--- Tarefa curta 1 ---
Traduza para o inglês a seguinte frase do trecho: "Aqui, como sempre, é um bom ponto de partida separar o joio do trigo."
--- Tarefa curta 2 ---
Repita, sem nenhuma alteração, a parte do trecho entre "Discordo veementemente daqueles" e "tentativa de formalizá-la.", inclusive.

--- Trecho ---
# # # #

Em tempos de aguda crise econômica e política e debate acerca da redução da maioridade penal, parece-me bastante oportuno discutir o sistema penitenciário brasileiro — desaguadouro de grande parte das mazelas que castigam nosso povo. Aqui, como sempre, é um bom ponto de partida separar o joio do trigo.
Discordo veementemente daqueles que minimizam a importância que terá a redução da maioridade penal, com o argumento de que ela apenas legalizará uma situação existente. Num certo sentido isso está certíssimo: dizer que os centros “sócioeducativos” não são prisões é falsear grosseiramente a realidade, e não raro são prisões ainda piores que a dos adultos. Ocorre que aceitar a legalização da barbárie é possibilitar a sua legitimação, que é coisa diversa, liberando assim as mãos de nossos algozes para que nos golpeiem livremente. A tortura também é praticada em larga escala, e nem por isso me parece que alguém são dará de ombros se houver alguma tentativa de formalizá-la.

# # # #

--- Linhas de dados ---
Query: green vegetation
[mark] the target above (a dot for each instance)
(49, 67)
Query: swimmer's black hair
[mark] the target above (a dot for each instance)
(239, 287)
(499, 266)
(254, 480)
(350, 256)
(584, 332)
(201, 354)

# # # #

--- Resposta final 1 ---
Here, as always, a good starting point is to separate the wheat from the chaff.

--- Resposta final 2 ---
Discordo veementemente daqueles que minimizam a importância que terá a redução da maioridade penal, com o argumento de que ela apenas legalizará uma situação existente. Num certo sentido isso está certíssimo: dizer que os centros “sócioeducativos” não são prisões é falsear grosseiramente a realidade, e não raro são prisões ainda piores que a dos adultos. Ocorre que aceitar a legalização da barbárie é possibilitar a sua legitimação, que é coisa diversa, liberando assim as mãos de nossos algozes para que nos golpeiem livremente. A tortura também é praticada em larga escala, e nem por isso me parece que alguém são dará de ombros se houver alguma tentativa de formalizá-la.